> [Objective]: Return the data below word for word, keeping every line unchanged and in the same order.
=-=-=-=-=
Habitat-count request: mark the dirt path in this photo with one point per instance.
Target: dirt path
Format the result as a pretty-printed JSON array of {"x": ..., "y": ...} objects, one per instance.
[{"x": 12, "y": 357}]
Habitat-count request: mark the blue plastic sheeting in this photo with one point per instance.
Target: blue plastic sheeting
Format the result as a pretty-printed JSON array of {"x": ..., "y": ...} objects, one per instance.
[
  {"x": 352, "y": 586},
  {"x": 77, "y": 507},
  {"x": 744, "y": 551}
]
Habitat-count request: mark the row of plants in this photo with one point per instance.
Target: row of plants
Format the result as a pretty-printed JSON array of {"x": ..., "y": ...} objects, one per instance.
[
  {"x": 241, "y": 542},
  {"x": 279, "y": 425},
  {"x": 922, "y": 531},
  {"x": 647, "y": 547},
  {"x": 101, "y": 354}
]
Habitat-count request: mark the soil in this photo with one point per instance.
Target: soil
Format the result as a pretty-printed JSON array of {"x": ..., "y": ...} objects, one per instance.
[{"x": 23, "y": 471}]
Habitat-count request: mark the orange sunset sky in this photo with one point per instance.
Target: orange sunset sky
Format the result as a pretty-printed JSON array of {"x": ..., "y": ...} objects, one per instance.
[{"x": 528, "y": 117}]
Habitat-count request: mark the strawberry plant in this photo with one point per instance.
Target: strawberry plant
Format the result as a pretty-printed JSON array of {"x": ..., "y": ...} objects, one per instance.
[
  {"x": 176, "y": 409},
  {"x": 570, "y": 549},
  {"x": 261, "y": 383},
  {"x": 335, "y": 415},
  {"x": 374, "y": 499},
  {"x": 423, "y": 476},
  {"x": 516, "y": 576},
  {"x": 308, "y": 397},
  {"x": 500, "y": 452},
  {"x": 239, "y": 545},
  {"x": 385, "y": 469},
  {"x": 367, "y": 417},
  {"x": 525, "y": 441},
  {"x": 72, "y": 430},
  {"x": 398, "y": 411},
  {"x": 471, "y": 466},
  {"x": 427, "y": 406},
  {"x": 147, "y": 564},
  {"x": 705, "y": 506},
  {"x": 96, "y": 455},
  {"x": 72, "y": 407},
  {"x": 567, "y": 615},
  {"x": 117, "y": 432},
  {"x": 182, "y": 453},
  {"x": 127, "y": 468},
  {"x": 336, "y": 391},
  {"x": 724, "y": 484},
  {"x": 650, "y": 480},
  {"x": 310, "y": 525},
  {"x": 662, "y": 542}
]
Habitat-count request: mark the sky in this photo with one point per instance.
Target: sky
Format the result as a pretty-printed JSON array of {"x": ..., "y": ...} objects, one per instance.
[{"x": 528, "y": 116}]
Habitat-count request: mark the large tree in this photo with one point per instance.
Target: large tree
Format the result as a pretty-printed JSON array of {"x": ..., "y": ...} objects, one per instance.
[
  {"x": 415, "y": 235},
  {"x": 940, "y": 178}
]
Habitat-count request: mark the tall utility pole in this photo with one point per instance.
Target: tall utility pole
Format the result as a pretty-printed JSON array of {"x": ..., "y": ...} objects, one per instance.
=-=-=-=-=
> [Final answer]:
Habitat-count request: mark the dirt path in this photo with one point per instance.
Target: dirt path
Format the result as a pretty-printed JSON array of {"x": ..., "y": ...} objects, one per instance.
[{"x": 12, "y": 357}]
Habitat-count request: mark the blue plastic sheeting in this photo with one point per instance.
Target: blue plastic sheeting
Format the result as a pretty-printed JSON array of {"x": ..., "y": ...} objects, one per instance.
[
  {"x": 352, "y": 586},
  {"x": 77, "y": 507},
  {"x": 744, "y": 551}
]
Habitat-count request: mark the row of plants in this photo with one point per instance.
Target: row of plants
Format the result as a pretty-printed JSON array of {"x": ..., "y": ...} objects, one per instance.
[
  {"x": 241, "y": 542},
  {"x": 279, "y": 425},
  {"x": 922, "y": 531},
  {"x": 647, "y": 547},
  {"x": 101, "y": 354}
]
Habitat-count request: mark the soil in this photo with one point per instance.
Target: soil
Format the result as a pretty-printed JSON array of {"x": ..., "y": ...} objects, one per instance.
[{"x": 23, "y": 471}]
Habitat-count request: mark the orange sunset sky in this photo with one point per instance.
Target: orange sunset sky
Format the result as a pretty-printed JSON array of {"x": ..., "y": ...} objects, one per instance.
[{"x": 528, "y": 117}]
Habitat-count request: mark the strawberry plant in this photo with one point per instance.
Target: strawberry plant
Format the result as a pretty-printed JSON array of {"x": ..., "y": ...} objects, one per instance.
[
  {"x": 176, "y": 409},
  {"x": 570, "y": 549},
  {"x": 261, "y": 383},
  {"x": 335, "y": 415},
  {"x": 374, "y": 499},
  {"x": 423, "y": 476},
  {"x": 516, "y": 576},
  {"x": 308, "y": 397},
  {"x": 500, "y": 452},
  {"x": 239, "y": 545},
  {"x": 385, "y": 469},
  {"x": 367, "y": 417},
  {"x": 525, "y": 441},
  {"x": 72, "y": 430},
  {"x": 398, "y": 411},
  {"x": 471, "y": 466},
  {"x": 427, "y": 406},
  {"x": 147, "y": 564},
  {"x": 705, "y": 506},
  {"x": 96, "y": 455},
  {"x": 72, "y": 407},
  {"x": 567, "y": 615},
  {"x": 117, "y": 432},
  {"x": 182, "y": 453},
  {"x": 127, "y": 468},
  {"x": 336, "y": 391},
  {"x": 724, "y": 484},
  {"x": 650, "y": 480},
  {"x": 310, "y": 525},
  {"x": 662, "y": 542}
]
Habitat-count request: mark the sky in this photo with one point per instance.
Target: sky
Format the result as a pretty-printed JSON array of {"x": ..., "y": ...} objects, one per instance.
[{"x": 528, "y": 116}]
Habitat-count request: mark the large tree in this photo with one point per instance.
Target: large tree
Format the result as a pretty-printed JSON array of {"x": ..., "y": ...} objects, one per instance.
[
  {"x": 415, "y": 235},
  {"x": 940, "y": 178}
]
Habitat-count request: mark the tall utility pole in this photo with one point per instance.
Target: tall utility pole
Format the result as a pretty-printed JSON array of {"x": ..., "y": ...} objects, one per instance.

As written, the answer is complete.